• **GIVEN PASSAGE**

RE: ACTION-1490 proposal says good bye to the "inline" notion for combobox

Rich wrote:
>I am seeing other use cases in IBM where even expandable landmarks are mad “modal”.

Mad modal?

>Clearly aria-activedescendant will not work in these scenarios (pop up control) as it is not a descendant. 
>This really is not any different that having a live region controlled by another part of the page. 
>If it is not owned then the focus must be determined by the modal window or object with in the window/container. 

I do not understand where modality becomes part of this discussion.
Maybe an example would help.

The new combobox text is not meant to create a new interaction paradigm. It's primary purpose is for ARIA to catch up with what is actually happening on the web.

While there are some comboboxes that open a dialog, most that pop open a listbox or a grid that mimics a list are not changing the conventional interaction model at all. In a conventional combobox, if you open the listbox, down arrow to a particular value, and then press tab, the value that had focus is placed into the combo input and the focus moves to the next element on the page. I am not clear why it would make any difference whether the list is made with a listbox, tree, or grid. The same behavior is equally workable.

>Another option is to place these things in a dialog box where the combobox launches a dialog box with objects within. 
>The dialog box MUST be modal. 

That is an option that works. And, in that particular case, I agree that it wouldn't make sense to use aria-activedescendant.

Matt

-----Original Message-----
From: Richard Schwerdtfeger [mailto:richschwer@gmail.com] 
Sent: Thursday, February 11, 2016 9:07 AM
To: Joseph Scheuhammer <clown@alum.mit.edu>
Cc: Bryan Garaventa <bryan.garaventa@ssbbartgroup.com>; Matt King <mck@fb.com>; ARIA Working Group <public-aria@w3.org>
Subject: Re: ACTION-1490 proposal says good bye to the "inline" notion for combobox

Good point Joseph. One of the things I have been wrestling with is the fact that what is being launched (if it is not a descendant - hence aria-activedescendant) is the fact that what gets launched must indeed be a modal window. 

This would get us away from having to apply aria-activedescendant on a combobox in these instances however it needs to be clear that if aria-controls is these are housed in modal windows that are controlled by combobox.

[Records from a data collection]
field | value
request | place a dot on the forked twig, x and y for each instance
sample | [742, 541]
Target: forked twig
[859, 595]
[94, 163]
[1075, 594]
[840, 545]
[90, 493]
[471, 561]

• **WHAT THIS EXERCISE ASKS**
**1)** According to the email, what is the primary purpose of the new combobox text?
**2)** Rewrite everything in the email from "Good point Joseph." down to "a modal window.", swapping "wrestling" for "struggling".

• **TASK ANSWERS**
**1)** Its primary purpose is for ARIA to catch up with what is actually happening on the web.

**2)**
Good point Joseph. One of the things I have been struggling with is the fact that what is being launched (if it is not a descendant - hence aria-activedescendant) is the fact that what gets launched must indeed be a modal window.